_What the exercise asks_
Repeat the data below exactly, dropping any pictures it holds.

....

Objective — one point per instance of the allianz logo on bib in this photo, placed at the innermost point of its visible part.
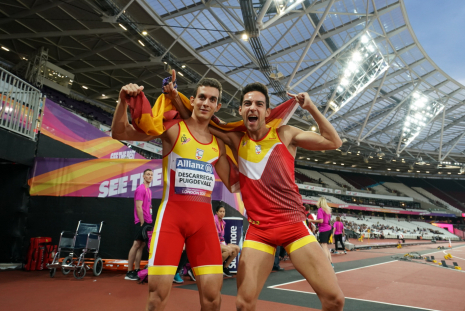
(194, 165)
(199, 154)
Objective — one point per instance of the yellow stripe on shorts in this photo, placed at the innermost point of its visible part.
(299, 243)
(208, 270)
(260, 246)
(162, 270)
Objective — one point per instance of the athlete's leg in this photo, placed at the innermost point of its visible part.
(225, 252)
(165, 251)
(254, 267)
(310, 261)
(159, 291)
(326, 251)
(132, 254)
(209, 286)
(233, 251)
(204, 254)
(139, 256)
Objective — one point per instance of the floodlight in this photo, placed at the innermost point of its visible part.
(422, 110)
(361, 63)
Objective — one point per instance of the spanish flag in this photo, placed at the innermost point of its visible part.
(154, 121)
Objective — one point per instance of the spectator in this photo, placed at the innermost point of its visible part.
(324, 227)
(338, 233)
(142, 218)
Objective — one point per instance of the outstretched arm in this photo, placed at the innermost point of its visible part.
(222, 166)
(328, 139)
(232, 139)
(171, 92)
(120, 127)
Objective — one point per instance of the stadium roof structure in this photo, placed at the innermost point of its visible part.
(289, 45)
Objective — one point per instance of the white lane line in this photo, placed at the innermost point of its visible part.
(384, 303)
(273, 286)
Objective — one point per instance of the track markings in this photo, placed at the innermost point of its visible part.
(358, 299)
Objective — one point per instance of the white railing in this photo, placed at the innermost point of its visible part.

....

_The completed task_
Objective — one point per instance of the allianz logo on bib in this photo, placed at the innermost point of its visible part.
(194, 165)
(199, 154)
Objective — one point per instance of the yellow stripe on shorts in this photo, placed at the innermost point of its visible part.
(299, 243)
(208, 270)
(260, 246)
(162, 270)
Objective — one point per instance of the athlete's leg in this photo, placed at the innermost point of its visible part.
(225, 252)
(165, 251)
(254, 267)
(310, 261)
(159, 291)
(326, 251)
(132, 254)
(209, 286)
(233, 251)
(204, 254)
(139, 256)
Objective — one point per instance of the floodlight in this photo, placed at the innermost point of its visible part.
(422, 110)
(361, 63)
Objective — one point per instance of the spanish flag in this photo, placed at the innermost point of its visible part.
(154, 121)
Objective — one point per instance of the spectator in this photo, placed at the innermost point of its visible part.
(324, 227)
(338, 233)
(142, 218)
Objective — one point per instance of the outstretched arm in this photo, placed at the innermost point of its visible part.
(222, 166)
(328, 139)
(232, 139)
(171, 92)
(120, 127)
Objective — one point per instance of the stadium roof structure in this photo, placed at the innermost point of its visible part.
(289, 45)
Objective — one point per instance of the white lane line in this photo, placed at the innermost point of its visible part.
(384, 303)
(273, 286)
Objective — one point per instance of the track markings in this photo, placed at the innermost point of its visible part.
(358, 299)
Objective — one point per instance of the white railing in this photo, placed at the innermost point of its visible part.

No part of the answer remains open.